Task objective ->
Give the material again in full, matching it exactly.

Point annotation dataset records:
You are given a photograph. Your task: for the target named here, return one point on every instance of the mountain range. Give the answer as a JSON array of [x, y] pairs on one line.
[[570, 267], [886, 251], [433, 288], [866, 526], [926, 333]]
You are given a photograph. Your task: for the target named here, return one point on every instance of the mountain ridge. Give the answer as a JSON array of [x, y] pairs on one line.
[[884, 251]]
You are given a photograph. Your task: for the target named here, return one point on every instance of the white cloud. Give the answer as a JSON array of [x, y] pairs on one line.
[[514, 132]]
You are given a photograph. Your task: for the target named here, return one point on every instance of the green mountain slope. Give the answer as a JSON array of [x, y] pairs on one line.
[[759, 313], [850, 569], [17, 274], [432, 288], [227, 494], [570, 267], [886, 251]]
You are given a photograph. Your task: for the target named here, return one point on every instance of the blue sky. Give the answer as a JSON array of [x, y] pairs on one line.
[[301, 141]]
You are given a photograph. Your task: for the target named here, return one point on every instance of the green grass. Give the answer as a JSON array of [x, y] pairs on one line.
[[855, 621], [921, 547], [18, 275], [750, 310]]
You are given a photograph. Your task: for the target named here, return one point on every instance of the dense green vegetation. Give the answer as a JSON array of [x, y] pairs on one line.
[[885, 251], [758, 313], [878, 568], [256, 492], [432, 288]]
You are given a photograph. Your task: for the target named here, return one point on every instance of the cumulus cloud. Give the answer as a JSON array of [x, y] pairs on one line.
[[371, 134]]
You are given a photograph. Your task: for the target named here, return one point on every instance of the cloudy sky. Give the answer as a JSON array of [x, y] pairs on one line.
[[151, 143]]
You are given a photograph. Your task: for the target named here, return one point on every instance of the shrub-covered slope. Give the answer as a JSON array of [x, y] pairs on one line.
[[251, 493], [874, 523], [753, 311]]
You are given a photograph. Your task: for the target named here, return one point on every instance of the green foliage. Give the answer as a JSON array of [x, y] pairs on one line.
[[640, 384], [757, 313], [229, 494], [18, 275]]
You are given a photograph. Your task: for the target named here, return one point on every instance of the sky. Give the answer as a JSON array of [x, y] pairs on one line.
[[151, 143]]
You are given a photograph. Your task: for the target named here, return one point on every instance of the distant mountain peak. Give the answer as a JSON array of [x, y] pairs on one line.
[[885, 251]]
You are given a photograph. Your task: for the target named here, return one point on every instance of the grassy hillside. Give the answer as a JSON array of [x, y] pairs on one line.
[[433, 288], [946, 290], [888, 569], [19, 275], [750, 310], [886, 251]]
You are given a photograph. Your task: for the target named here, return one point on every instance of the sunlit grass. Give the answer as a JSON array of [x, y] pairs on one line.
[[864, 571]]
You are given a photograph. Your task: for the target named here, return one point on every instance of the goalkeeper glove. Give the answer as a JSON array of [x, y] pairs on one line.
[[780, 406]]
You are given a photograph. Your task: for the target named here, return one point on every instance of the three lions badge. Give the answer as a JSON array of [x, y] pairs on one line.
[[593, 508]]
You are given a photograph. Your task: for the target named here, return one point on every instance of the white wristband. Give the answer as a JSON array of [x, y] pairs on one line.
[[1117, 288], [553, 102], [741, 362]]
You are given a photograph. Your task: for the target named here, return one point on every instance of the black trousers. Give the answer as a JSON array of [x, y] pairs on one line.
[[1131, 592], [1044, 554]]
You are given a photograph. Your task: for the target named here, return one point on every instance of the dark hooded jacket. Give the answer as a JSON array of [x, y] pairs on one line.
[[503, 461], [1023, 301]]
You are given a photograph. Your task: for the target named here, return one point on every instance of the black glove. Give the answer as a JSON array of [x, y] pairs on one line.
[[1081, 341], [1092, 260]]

Task response ->
You are given a photograph. Your task: for the target named here, return one point on every instance of the mountain range. Give the answer as a JSON array of [x, y] pairs on one line.
[[570, 267], [886, 251], [433, 288], [866, 526], [926, 333]]
You are given a photograph. Your task: for the target named here, return one point on every instance of the mountain ridge. Give the answer as a JSON array of [x, y] pairs on one line.
[[884, 251]]
You are given a photograph. Your task: for the target named here, return one point on every instance of the white cloud. Give the answer as a JSON array of [x, y] pairs on one line.
[[514, 132]]
You are given a photograph. Your task: for the target named here, return one point on every instance of the green mountain slope. Give the answer as a JSON array of [x, y] pairs on one line.
[[759, 313], [850, 569], [17, 274], [432, 288], [227, 494], [570, 267], [886, 251]]
You are given a photograph. Your task: for the target named here, return one point on every instance of the blue sky. Give the answer as a JSON array of [x, y] pairs on one line.
[[301, 141]]
You are given a photograph. Your task: for the target named here, return one point on every instance of the green grass. Give the answer as a JSON array of [x, y] pairs on one line.
[[855, 621], [921, 547], [18, 275], [750, 310]]
You are given a photograph. Your task: for the target named here, return one point on every instance of the dense green vegetation. Give the answer as a JSON array of [x, y] pairs on one line.
[[885, 251], [758, 313], [878, 568], [256, 492], [432, 288]]
You are given a photograph. Your task: for the target named here, return one point on every instance of the cumulus cloud. Give the answer as a JSON array of [x, y] pairs on one line.
[[371, 134]]
You are given a photograph. Your task: for the target named here, return one point on every instance of the cloudy sky. Give the answer as a JSON array of [x, y] pairs on one line.
[[151, 143]]
You are given a photograph. Your task: for the target named here, return one point on every instance of the shrub-covered slope. Give the answer as a JSON array of [x, y] pairs on one line.
[[251, 493], [874, 523], [753, 311]]
You are given a photograph. Your task: for the target named here, return one point on every instance of the green foliage. Give the answer as a JSON array of [x, y] pairs on one line.
[[640, 384], [757, 313], [229, 494], [18, 275]]
You are given a photograph. Your task: for the target named here, return one point on every instance of the sky. Give the answer as a JSON array of [x, y] pairs on one line.
[[151, 143]]
You are given a photograph. Your task: for the target named here, return one point on every instance of the distant mountain peak. Give the answer as a JSON array of [x, y] pairs on one line.
[[885, 251]]
You are given a photograph. Your task: for the target named here, return one point on every instance of the grassy hillside. Give the answer as a JSON array of [x, y] pairs on one line.
[[433, 288], [946, 290], [888, 569], [19, 275], [750, 310], [886, 251]]
You are given a photograph. Your task: for the target named here, return one point on every instance of the sunlit grass. Give the answer as a JSON array of [x, y] pairs on one line.
[[864, 571]]
You are given a photograph. Your task: for the target named here, return one point on every instance of the goalkeeper glove. Give the answer as a JSON array of [x, y] pairs on one line.
[[780, 406]]
You are given a photograph. Your task: for the target named here, return one point on every instance of the three lions badge. Give the answer as a JSON array of [x, y] pairs on one line.
[[593, 508]]
You are given a photograph. Your task: for the target named here, return one point on every instance of the white wristband. Give the answer as a JSON array of [x, y] pairs on one line.
[[1117, 288], [553, 102], [741, 362]]
You are given a photograph. Your task: for the target named here, return one point on every instance of the black trousers. Give the answer as a JSON array of [x, y] pairs on one line.
[[1131, 592], [1044, 554]]
You are given a photograph. Your task: for the target named here, return one point on every instance of the dark hooded jacket. Give the answer as a JSON array of [x, y] pairs on one line.
[[503, 461], [1023, 301]]
You are given a photograph. Your task: for the target named here, return one point on every instance of the black glove. Give the answer as a JSON array of [x, y] pairs on one line.
[[1081, 341], [1092, 260]]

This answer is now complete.